§ **Reading text**:
'''

Immigrants Forced To Choose Between Food On Table Or Legal Status

Jun 19, 2020

Immigration activists outside the Cheyenne ICE office at a rally in 2017.
Credit Juntos

Ana Castro was born in Mexico City and crossed the border with her mother as a child using a coyote- a person who smuggles immigrants across the U.S. border for a fee.

"We walked for days, and nothing came of it," she said "I remember my mom was eight months pregnant at the time. And now as an adult, I just don't even comprehend how she did that."

Ana is undocumented and a DACA recipient, the Deferred Action for Childhood Arrivals program. She lives with her fiance in Laramie and managed to keep both her jobs during the pandemic. But she couldn't work for five weeks, which created a real financial strain because Ana couldn't file for unemployment.

"We've never had a savings account. We live paycheck to paycheck," she said "There was a moment where our phones were disconnected because we couldn't pay."

Undocumented workers pay milions of dollars in state and local taxes every year in Wyoming. Yet they can't apply for food stamps or unemployment, and the recent Supreme Court decision hasn't changed that. On June 18, it issued a decision that extended DACA. Recipients, like Ana, can renew their permits to work legally and not fear deportation. But that decision is only temporary and doesn't apply to all undocumented workers.

"I still live in fear of what's going to happen. It's really humbling," Ana said "I wasn't documented for so long and I didn't apply for DACA until I was 21. So from six years old up until I was 21, I had been undocumented my entire life."

It's estimated that nearly 4 percent of Wyoming's population are immigrants, with 1 percent being undocumented. Many have lost their jobs due to COVID-19 and have had to rely on local nonprofits, like food banks, to get by. But not every county has the same number of resources. Albany County, where Anna lives, is the poorest county in the state, with a poverty rate of 20.4 percent.

'''

§ **Tasks for this exercise**:
(A) In the article on immigrants forced to choose between food and legal status, why did Ana's five weeks without work put her under real financial strain? Answer in one to three sentences.
(B) Translate this sentence from the article into Spanish: "She lives with her fiance in Laramie and managed to keep both her jobs during the pandemic."
(C) Carry on the article about immigrants in Wyoming, beginning right after its final sentence.

§ **Source material**:

'''

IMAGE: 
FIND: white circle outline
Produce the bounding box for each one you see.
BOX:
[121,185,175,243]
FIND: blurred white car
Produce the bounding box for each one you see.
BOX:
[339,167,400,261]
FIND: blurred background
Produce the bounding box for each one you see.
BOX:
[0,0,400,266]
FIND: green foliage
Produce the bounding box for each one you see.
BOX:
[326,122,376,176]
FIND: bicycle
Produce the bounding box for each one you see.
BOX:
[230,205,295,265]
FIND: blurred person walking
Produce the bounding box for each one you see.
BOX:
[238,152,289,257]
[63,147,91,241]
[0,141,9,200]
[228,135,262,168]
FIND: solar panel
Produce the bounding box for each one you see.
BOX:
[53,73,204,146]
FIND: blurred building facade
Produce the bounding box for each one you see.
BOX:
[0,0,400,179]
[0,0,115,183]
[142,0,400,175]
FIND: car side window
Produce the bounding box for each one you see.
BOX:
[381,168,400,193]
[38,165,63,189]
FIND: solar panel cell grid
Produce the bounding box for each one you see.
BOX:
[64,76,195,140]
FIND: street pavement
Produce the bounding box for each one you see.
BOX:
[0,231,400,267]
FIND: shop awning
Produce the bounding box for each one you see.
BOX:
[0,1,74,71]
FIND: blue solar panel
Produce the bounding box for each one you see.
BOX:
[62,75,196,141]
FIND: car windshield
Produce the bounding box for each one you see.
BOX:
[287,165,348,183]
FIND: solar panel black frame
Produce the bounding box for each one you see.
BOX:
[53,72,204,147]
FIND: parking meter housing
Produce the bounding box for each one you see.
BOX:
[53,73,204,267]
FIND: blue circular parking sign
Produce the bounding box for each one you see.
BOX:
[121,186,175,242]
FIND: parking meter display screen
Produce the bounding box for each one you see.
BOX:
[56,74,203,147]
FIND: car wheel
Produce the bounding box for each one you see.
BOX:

'''

§ **Responses**:
(A) Ana could not work for five weeks, and as an undocumented DACA recipient she could not file for unemployment. She and her fiance have never had a savings account and live paycheck to paycheck.

(B) Vive con su prometido en Laramie y logró conservar sus dos trabajos durante la pandemia.

(C)
"I feel like here on this end of the state, we're just constantly fighting for resources," she said.

Albany County also has the highest food insecurity. Ana said that even reaching out for help from nonprofits can be nerve-racking.

"Will it expose us? Will it put us at risk? Sometimes they ask for a social security number and an address," she said "I understand that there's laws that are supposed to keep us safe, but with the state our country is in, we don't feel safe."

This fear is something felt by immigrants across the state. Antonio Serrano is the advocacy manager for the ACLU of Wyoming and a Latinx activist. He said that many immigrants are terrified to even go to the doctor.

"Because they were scared that if they went, they might get ICE called on them. This is just next level because this is people's lives," he said "And I understand for a lot of immigrant folks who are at risk for deportation, deportation could mean death."

In late March, the ACLU penned an open letter to Gov. Mark Gordon and prison officials asking them to temporarily cease raids during the pandemic. ICE detainees are often held in local jails before moving to larger facilities and Serrano said this is dangerous.

"It's horrible to have a family split apart by ICE, but it's even worse now," he said "The jails are not safe. Then they're moving from jail to jail across the county. They're not helping prevent the spread by doing this."

It remains unclear if raids have ceased, and Gordon said it's a federal matter.

Reily Ward is an immigration lawyer with Trefonas Law in Jackson and said without a valid work visa, immigrants do not qualify for unemployment. And even those with a valid work visa may choose not to apply because of a new federal law- the Public Charge Rule. It can disqualify people from obtaining legal status if they have a history of receiving certain kinds of public aid. Ward said it leaves families with a difficult choice.

"'Do we do everything we can to feed our family in the short run?' versus, 'Do we take steps to ensure that in the long run, we're taking the best action for our potential immigration case?'" she said.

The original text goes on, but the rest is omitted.